Write each record again exactly as it stands.

Records excerpted from a collection:
= = = = = = =

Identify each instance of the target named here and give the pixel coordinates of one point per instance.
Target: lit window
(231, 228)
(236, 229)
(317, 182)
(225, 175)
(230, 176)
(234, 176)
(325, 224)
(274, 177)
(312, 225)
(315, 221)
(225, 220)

= = = = = = =

◆ OUTPUT OF THE EXERCISE ◆
Identify each instance of the target named here and give the pixel coordinates of one point per instance.
Target: lit window
(231, 228)
(236, 229)
(317, 182)
(225, 175)
(230, 176)
(234, 176)
(325, 224)
(274, 177)
(312, 225)
(315, 221)
(225, 220)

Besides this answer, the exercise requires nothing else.